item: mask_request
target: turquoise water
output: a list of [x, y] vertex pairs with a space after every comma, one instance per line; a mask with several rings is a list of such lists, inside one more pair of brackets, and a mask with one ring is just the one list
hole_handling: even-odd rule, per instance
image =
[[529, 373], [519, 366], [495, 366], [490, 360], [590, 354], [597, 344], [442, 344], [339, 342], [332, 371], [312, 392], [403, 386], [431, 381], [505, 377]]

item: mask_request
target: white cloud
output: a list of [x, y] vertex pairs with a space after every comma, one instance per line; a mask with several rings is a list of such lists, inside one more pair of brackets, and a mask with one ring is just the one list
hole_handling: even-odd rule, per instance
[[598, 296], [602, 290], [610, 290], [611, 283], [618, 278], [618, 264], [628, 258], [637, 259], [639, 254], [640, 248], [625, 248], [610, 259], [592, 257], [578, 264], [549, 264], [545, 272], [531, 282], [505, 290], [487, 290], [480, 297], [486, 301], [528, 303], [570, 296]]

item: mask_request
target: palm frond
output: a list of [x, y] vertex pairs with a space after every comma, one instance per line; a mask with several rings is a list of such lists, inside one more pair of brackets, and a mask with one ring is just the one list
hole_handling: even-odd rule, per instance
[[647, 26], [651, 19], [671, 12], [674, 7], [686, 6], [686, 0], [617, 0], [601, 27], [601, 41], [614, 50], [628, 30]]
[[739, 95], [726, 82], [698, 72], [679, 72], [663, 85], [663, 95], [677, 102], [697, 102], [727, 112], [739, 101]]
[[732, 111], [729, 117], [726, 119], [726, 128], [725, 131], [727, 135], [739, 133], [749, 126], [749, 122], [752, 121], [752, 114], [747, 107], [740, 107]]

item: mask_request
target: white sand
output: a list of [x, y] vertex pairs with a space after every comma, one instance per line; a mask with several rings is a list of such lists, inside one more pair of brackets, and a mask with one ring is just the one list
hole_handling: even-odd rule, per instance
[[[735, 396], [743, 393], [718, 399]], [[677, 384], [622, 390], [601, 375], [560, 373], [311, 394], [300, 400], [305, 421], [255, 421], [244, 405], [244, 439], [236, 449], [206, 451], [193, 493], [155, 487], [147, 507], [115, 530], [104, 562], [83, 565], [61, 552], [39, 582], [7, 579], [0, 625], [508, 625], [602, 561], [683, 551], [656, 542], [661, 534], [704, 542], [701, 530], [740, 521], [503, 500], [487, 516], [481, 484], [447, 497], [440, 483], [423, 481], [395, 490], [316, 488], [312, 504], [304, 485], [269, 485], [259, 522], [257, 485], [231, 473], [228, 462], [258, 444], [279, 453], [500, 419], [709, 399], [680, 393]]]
****
▶ **Exercise goal**: The records above are to be copied in full, exactly as written.

▶ **Exercise response**:
item: mask_request
target: turquoise water
output: a list of [x, y] vertex pairs with a space after every comma, one instance per line; a mask with several rings is a list of such lists, inside one more pair of brackets, and a mask with one ring is just the one list
hole_handling: even-odd rule, per instance
image =
[[529, 373], [519, 366], [495, 366], [490, 360], [590, 354], [597, 344], [442, 344], [339, 342], [332, 371], [312, 392], [403, 386], [431, 381], [505, 377]]

item: mask_request
target: white cloud
output: a list of [x, y] vertex pairs with a space after every comma, one instance per line; a mask with several rings is a list of such lists, inside one more pair of brackets, and a mask with one ring is just the one list
hole_handling: even-odd rule, per instance
[[598, 296], [602, 290], [610, 290], [611, 283], [618, 278], [618, 264], [628, 258], [637, 259], [639, 254], [640, 248], [625, 248], [610, 259], [592, 257], [578, 264], [549, 264], [545, 272], [531, 282], [505, 290], [487, 290], [480, 297], [486, 301], [528, 303], [570, 296]]

item: mask_request
target: palm frond
output: a list of [x, y] vertex pairs with a space after every comma, one instance per line; a mask with several rings is a list of such lists, inside one more pair of brackets, and a mask with one ring is just the one list
hole_handling: even-odd rule, per instance
[[647, 26], [651, 19], [671, 12], [674, 7], [686, 6], [686, 0], [617, 0], [601, 27], [601, 41], [614, 50], [628, 30]]
[[739, 95], [726, 82], [698, 72], [679, 72], [663, 85], [663, 95], [677, 102], [697, 102], [727, 112], [739, 101]]
[[732, 111], [729, 117], [726, 119], [726, 128], [725, 131], [727, 135], [739, 133], [749, 126], [749, 122], [752, 121], [752, 114], [747, 107], [740, 107]]

item: mask_request
target: white sand
output: a list of [x, y] vertex pairs with a space after every comma, one instance per line; a mask with several rings is a list of such lists, inside one more pair of brackets, and a mask with one ring is just the one list
hole_handling: even-odd rule, per instance
[[[735, 396], [743, 393], [718, 399]], [[677, 384], [622, 390], [601, 375], [560, 373], [311, 394], [300, 400], [305, 421], [255, 421], [244, 405], [244, 439], [236, 449], [206, 451], [193, 493], [155, 487], [147, 507], [115, 530], [104, 562], [83, 565], [61, 552], [39, 582], [7, 579], [0, 625], [508, 625], [602, 561], [683, 551], [656, 542], [661, 534], [704, 542], [701, 530], [740, 521], [503, 500], [487, 516], [481, 484], [447, 497], [440, 483], [423, 481], [395, 490], [316, 488], [312, 504], [304, 485], [269, 485], [259, 522], [257, 485], [231, 473], [228, 462], [258, 444], [279, 453], [500, 419], [709, 399], [680, 393]]]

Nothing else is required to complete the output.